(Records from a data source)
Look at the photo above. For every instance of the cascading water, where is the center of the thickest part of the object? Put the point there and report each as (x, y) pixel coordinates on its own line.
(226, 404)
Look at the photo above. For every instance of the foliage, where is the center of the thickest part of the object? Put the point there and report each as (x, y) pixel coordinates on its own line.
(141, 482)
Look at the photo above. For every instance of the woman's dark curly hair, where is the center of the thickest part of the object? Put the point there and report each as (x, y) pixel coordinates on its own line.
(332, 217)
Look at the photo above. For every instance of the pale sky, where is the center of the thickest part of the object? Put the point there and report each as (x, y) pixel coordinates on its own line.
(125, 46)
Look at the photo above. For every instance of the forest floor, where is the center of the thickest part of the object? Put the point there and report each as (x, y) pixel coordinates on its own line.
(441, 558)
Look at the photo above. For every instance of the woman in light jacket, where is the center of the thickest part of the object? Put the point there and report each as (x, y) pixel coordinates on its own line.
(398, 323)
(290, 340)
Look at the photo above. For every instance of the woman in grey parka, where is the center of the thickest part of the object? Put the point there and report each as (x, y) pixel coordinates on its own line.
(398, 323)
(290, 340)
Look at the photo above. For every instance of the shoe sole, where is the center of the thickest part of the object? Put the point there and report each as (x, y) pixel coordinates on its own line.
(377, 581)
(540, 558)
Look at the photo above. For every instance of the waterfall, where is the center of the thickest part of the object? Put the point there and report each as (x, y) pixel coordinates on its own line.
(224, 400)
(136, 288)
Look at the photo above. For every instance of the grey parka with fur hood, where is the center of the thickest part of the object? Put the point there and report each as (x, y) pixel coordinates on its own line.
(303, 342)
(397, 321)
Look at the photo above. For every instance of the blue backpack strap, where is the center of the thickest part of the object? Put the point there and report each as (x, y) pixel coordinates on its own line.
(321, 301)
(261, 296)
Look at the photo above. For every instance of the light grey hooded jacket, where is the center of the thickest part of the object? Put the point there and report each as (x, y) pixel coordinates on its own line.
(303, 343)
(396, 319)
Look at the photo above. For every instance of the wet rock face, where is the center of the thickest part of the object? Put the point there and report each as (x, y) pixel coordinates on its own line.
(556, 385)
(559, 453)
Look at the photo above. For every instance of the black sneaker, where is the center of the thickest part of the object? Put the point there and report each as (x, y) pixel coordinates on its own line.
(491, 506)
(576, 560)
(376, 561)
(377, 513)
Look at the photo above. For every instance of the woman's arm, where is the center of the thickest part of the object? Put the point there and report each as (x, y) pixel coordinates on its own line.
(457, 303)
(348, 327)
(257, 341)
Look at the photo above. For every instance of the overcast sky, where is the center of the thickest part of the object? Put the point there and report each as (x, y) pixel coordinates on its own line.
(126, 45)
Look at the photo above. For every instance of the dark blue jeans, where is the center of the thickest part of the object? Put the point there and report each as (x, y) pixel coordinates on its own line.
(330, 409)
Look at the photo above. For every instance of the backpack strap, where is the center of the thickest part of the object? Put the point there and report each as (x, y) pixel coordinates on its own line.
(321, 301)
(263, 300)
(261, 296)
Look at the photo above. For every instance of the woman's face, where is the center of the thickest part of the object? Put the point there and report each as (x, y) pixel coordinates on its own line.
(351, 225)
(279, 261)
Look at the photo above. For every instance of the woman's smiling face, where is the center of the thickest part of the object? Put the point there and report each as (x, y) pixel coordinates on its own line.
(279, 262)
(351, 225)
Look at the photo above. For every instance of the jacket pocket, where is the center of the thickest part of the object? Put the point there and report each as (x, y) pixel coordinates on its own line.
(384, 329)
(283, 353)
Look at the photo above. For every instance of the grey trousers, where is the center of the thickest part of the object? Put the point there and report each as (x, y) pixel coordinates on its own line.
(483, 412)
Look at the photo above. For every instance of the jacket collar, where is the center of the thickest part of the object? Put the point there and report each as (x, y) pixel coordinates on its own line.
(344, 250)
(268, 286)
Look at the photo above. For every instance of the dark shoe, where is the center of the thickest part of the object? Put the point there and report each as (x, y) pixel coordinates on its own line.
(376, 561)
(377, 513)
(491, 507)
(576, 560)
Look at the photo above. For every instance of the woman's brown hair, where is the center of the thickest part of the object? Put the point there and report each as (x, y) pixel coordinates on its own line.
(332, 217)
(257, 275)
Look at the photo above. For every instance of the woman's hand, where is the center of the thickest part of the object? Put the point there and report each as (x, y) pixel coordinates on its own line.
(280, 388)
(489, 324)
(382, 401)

Aim: Format the items from the line containing "woman's hand, where" through the end of the items as a numbered list, leaving out any blank lines.

Right answer:
1. Look at the photo above. For every instance of the woman's hand, where is the center of the thickest part of the object? Put the point there and report each as (x, y) pixel coordinates on its own line.
2. (280, 388)
3. (489, 324)
4. (382, 401)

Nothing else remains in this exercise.